• [VORLIEGENDER TEXT]:

Als Anima (lat.) ist der Atem Ausdruck der natürlichen Phänomene Wind und Luft.
Animus (lat.) dagegen betont den eher abstrakten, geistig mächtigen und inspirierenden (von lat.: spiramen Atem) Aspekt, wie er z. B. in der Vorstellung vom Heiligen Geist seinen Ausdruck findet.
Im Mittelalter wurden Körper und Atem getrennt vorgestellt. Der Körper war gleichsam "tote", mit dem weiblichen Prinzip gleichgesetzte Materie, die erst durch das Hinzukommen des selbstständigen und vom Körper unabhängig existierenden männlich zeugerischen Atem belebt und beseelt wurde. Diese Anschauung gründet in der Schöpfungsgeschichte der Bibel: "Da hauchte Gott" dem aus Lehm geformten Menschen den "Lebensodem" (ruach, hebr.) in die Nase; "so ward der Mensch ein lebendes Wesen." (1. Mose 2, 7).

• [AUFGABENSTELLUNG]:
Nenne bitte alle Wörter, die der Text über den Atem ausdrücklich als lateinisch oder hebräisch kennzeichnet, jeweils mit der angegebenen Sprache.

• [VORLIEGENDE DATENSÄTZE]:
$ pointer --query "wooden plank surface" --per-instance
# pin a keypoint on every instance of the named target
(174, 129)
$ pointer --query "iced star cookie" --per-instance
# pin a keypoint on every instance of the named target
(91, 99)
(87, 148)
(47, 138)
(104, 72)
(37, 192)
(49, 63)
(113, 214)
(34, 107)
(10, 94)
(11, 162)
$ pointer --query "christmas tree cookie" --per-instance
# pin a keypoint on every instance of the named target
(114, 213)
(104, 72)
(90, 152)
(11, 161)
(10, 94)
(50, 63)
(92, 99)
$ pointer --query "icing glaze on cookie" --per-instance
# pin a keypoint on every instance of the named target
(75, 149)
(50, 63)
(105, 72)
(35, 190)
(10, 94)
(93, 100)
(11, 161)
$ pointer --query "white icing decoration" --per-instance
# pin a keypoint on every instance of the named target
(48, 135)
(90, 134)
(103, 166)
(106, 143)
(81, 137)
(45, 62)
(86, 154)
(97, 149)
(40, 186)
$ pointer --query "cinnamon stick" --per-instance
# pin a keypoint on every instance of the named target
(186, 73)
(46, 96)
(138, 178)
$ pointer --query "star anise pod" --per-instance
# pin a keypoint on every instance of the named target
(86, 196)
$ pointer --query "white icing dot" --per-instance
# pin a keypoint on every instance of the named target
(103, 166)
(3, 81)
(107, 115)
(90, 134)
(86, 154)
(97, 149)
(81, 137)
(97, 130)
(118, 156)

• [LÖSUNG]:
- Anima (lateinisch)
- Animus (lateinisch)
- spiramen (lateinisch)
- ruach (hebräisch)